→ **VORGEGEBENER TEXT**
····················

Fraktionschefin Birgit Homburger sagte dem Hamburger Abendblatt: Das Steuerrecht soll vereinfacht, die Mitte der Gesellschaft entlastet werden.
Hamburg/Berlin. Gegen den Widerstand aus der Union beharrt die FDP angesichts der besser werdenden Wirtschaftsdaten auf Steuerentlastungen und Vereinfachungen . „Solide Haushaltspolitik und gerechte Steuerpolitik sind zwei Seiten derselben Medaille. Es bleibt nach wie vor das Ziel der FDP, das Steuerrecht grundlegend zu vereinfachen und die Mitte noch in dieser Legislaturperiode zu entlasten“, sagte die Vorsitzende der FDP-Bundestagsfraktion, Birgit Homburger, dem Hamburger Abendblatt (Dienstagausgabe).
„Die Vereinfachungen will die FDP im Herbst auf den Weg bringen. Die nötigen Spielräume für die Entlastung der Mitte werden wir uns durch eine kluge Haushaltspolitik erarbeiten. Sollte dies schneller möglich sein als erwartet, ist das eine gute Nachricht für die Steuerzahler in diesem Land.“
Angesichts des unerwartet starken Wirtschaftswachstums im zweiten Quartal hatte der FDP-Vorsitzende Guido Westerwelle am Wochenende erneut Steuerentlastungen ins Spiel gebracht.
Auch aus der Opposition wird eine Lockerung des Sparkurses mit Verbesserungen für Geringverdiener gefordert. Das sind die Argumente für und gegen Steuersenkungen:
Pro Steuersenkungen: Die gute Konjunktur wird dem Fiskus in diesem wie im nächsten Jahr nach Expertenschätzungen zusätzliche Steuergelder von jeweils über zehn Milliarden Euro in die Kassen spülen. Das werde die Haushaltslage des Staates kräftig entspannen und so das Kern-Argument für eine harte Sparpolitik entkräften. Der überaus starke deutsche Aufschwung ist aber maßgeblich vom Export getrieben. Aus dem Ausland jedoch kommen inzwischen mehr und mehr Warnzeichen. Dies gilt vor allem für die Wirtschaftsentwicklung in den USA, aber auch andernorts, etwa in Japan. Deutschland sollte sich daher vom Export unabhängiger machen und stärker auf die Nachfrage im Inland setzen.

····················

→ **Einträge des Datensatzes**
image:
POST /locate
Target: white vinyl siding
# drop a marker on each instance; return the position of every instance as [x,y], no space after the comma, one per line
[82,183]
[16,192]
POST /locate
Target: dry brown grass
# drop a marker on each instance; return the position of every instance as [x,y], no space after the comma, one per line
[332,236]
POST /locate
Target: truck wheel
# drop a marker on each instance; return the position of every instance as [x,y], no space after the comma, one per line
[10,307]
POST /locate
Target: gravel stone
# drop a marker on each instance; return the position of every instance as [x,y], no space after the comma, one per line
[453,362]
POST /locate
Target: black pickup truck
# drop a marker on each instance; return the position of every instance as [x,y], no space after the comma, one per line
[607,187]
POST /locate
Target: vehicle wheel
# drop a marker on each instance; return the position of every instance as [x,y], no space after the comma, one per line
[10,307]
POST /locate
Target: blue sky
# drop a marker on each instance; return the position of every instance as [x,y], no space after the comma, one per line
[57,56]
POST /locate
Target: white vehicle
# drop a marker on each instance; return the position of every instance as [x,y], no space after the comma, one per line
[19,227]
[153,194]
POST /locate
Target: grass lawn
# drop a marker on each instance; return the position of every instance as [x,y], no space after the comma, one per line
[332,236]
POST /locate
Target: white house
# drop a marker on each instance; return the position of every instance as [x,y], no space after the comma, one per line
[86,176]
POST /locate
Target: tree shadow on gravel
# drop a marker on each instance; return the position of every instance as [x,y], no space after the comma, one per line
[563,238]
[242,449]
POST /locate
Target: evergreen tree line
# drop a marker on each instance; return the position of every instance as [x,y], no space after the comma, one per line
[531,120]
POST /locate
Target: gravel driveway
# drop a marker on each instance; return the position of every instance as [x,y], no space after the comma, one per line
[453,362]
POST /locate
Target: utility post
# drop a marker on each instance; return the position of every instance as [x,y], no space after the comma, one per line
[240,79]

····················

→ **AUFGABE**
Nennen Sie alle Staaten, die im vorgegebenen Text mit ihrem Namen erwähnt werden.

→ **LÖSUNG**
USA, Japan, Deutschland